To do:
- a) Answer these questions using the remarks on Cadmus's first-quarter results, one answer per line:
(i) What were first quarter sales?
(ii) What was debt to capital at September 30?
(iii) What was EPS for the quarter, before adjusting for the restructuring gain?
- b) In the remarks on Cadmus's first-quarter results, which product lines are named as having gains that offset declines in base business revenues?
- c) Continue the remarks on Cadmus's first-quarter results from the point where they end.

Document extract:
______________________________
We are encouraged by these results and our performance for the quarter, which
are in line with our expectations and which we believe represent an important
step in the continued recovery of Cadmus' financial and operating performance.
In my remarks today, however, I want to elaborate on three areas or points of
emphasis. First, as our operating results indicate, most of Cadmus is performing
quite well. I will spend a couple of moments discussing in greater detail the
strong performers. Second, there are aspects or elements of Cadmus that are
continuing to experience softness or are otherwise slower to recover than we had
hoped. Again, we will spend some time discussing these businesses and what we
are doing to accelerate the pace of recovery. Finally, we have continued to
pursue aggressively our strategy and there are a number of corporate
developments that we will describe and discuss in greater detail.

Let's start with the operating results. First quarter sales were $93.9 million,
an increase of 26% over the $74.7 million for the first quarter of fiscal 1996.
This increase was attributable to the inclusion of sales from the acquisitions
of Lancaster Information Group, Software Factory, and Mowry Direct Marketing in
fiscal 1996. Base business revenues were flat year over year as gains in our
journal services, financial communications, specialty packaging, and promotional
printing product lines were offset by declines in our magazines,
point-of-purchase, and marketing businesses. I will discuss this sales
performance in greater detail in just a moment.

Consolidated gross margins declined to 22.6% of sales from 23.9% last year. This
decline was primarily attributable to weaker than expected performance from our
marketing group, lower revenues in our point-of-purchase product line, and
inefficiencies at certain manufacturing facilities. At the same time, SG&A
expenses, as a percentage of sales, declined from 18.6% last year to 17.1% this
year as corporate expenses actually declined year over year. Operating income,
excluding the restructuring gain, rose 29% in the 1st quarter to $5.1 million,
compared to $4.0 million in fiscal 1996. Operating margins, again excluding the
restructuring gain, improved to 5.4% of sales from 5.3% last year.

Interest expense increased to $2.1 million this year from $1.4 million last year
as a result of the debt incurred to purchase Lancaster. Other expenses also

<PAGE>

increased to $.5 million from $.1 million, again due to additional amortization
related to fiscal 1996 acquisitions.

Net income advanced 12% to $1.7 million from $1.5 million. However, EPS declined
to $.21 from $.24 last year due to the additional shares outstanding following
our fiscal 1996 equity offering. Adjusted for the publishing restructuring gain,
net income was $1.5 million, or $.19 per share, in line with our expectations
for the quarter.

Let's turn for a moment to the balance sheet. Debt to capital at September 30
improved to 49.2% from 50.6% at June 30. This improvement was due to the sale of
the consumer publishing division and the use of those proceeds primarily to pay
down debt. Exclusive of the sale of the publishing division, the acquisition of
O'Keefe Marketing, and a $2.8 million pension plan contribution, cash flow was
$2.0 million in the 1st quarter. Receivables fell $4.5 million as a result of
improved collections, but inventories rose $3.0 million due to high work in
process levels at September 30. CAPEX were approximately $4.5 million in the 1st
quarter, compared to depreciation of $4.1 million.

As I indicated earlier, we are quite pleased with these operating results and
with the continued recovery of Cadmus' financial and operating performance. I
would like to spend a couple of minutes talking first about those aspects of
business that are performing exceptionally well and then about those aspects of
our business that have been slower to recover.
______________________________
Material:
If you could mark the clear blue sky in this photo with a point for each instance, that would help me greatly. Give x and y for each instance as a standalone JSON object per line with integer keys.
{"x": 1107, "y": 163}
______________________________
Answers in order:
- a)
(i) $93.9 million
(ii) 49.2%
(iii) $.21

- b) Journal services, financial communications, specialty packaging, promotional printing

- c)
Our Periodicals Group is off to an outstanding start in fiscal 1997. Sales for
this Group advanced 40%, largely due to the inclusion of Lancaster. In addition,
our base research journal business achieved real sales growth of 5%. These sales
gains were offset by a 16% decline in magazine sales, where we have continued to
examine our working relationships with slower paying, disruptive, or otherwise
non-strategic customers. On the operating side, Dave Wilson and his team have
done an outstanding job of effecting the integration of Lancaster with and into
Cadmus Journal Services, and Lancaster has performed up to our expectations for
the 1st quarter. On the other hand, we have not yet experienced tangible
improvement in the manufacturing performance and efficiencies at our Byrd
facility, although trends began to improve late in the 1st quarter.

In our Graphic Communications Group, sales advanced 20% as a result of inclusion
of sales from The Software Factory and from continued strong growth in several
product lines. Promotional sales showed strength in the 1st quarter, registering
a 9% gain. Financial communications' sales rose 12%, driven by increased mutual
fund business and growth in full services sales to financial institutions.
Finally, specialty packaging sales increased 49% for the quarter. These gains
were partially offset by a softness in point-of-purchase revenues, where we were
adversely impacted by the departure of Coldwell Banker and by delays in customer
promotional programs.

Finally, our Marketing Group had a disappointing 1st quarter. Sales declined 6%
from 1996, but declined 16% when adjusted for the Mowry acquisition. Direct
Marketing had a significant decline, falling 19% . Catalog sales also fell 22%
due to a deferral of several customer projects into the second quarter. While
custom publishing and interactive sales each registered double-digit increases
in sales, the profitability of each of these units was adversely affected by a
significant increase in expenses and by a change in business and product mix.

<PAGE>

In short, we are pleased with Cadmus' operating performance for the 1st quarter.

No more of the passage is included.